[Dataset excerpt]
......

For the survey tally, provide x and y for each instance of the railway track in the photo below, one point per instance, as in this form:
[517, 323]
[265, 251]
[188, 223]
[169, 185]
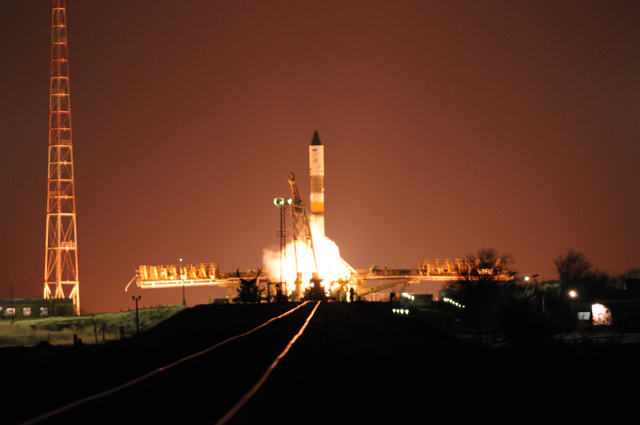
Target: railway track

......

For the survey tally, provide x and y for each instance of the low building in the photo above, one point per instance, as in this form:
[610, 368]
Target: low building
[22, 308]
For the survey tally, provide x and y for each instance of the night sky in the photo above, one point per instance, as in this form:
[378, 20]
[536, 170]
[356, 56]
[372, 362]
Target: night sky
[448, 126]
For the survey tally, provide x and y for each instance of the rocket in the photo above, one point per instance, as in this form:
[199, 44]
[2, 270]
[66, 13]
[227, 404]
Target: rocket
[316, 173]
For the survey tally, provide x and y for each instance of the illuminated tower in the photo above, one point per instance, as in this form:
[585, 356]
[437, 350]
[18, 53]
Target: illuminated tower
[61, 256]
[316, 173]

......

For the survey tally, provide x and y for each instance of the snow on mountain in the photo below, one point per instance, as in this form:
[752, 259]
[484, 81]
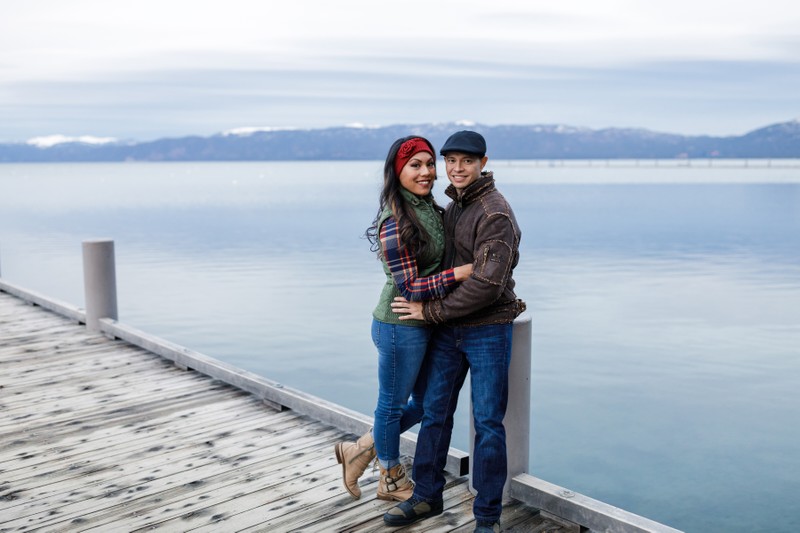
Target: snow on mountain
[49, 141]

......

▶ **Instruction**
Return verbatim the data lines running from the one containing "of the railway" through the one containing "Target: railway track", including both of those lines. Omit the pictures from your output.

▶ **Response**
For the survey tally, provide x and y for each instance of the railway track in the photo below, one point per instance, as in this form:
[517, 323]
[265, 251]
[188, 223]
[169, 185]
Target: railway track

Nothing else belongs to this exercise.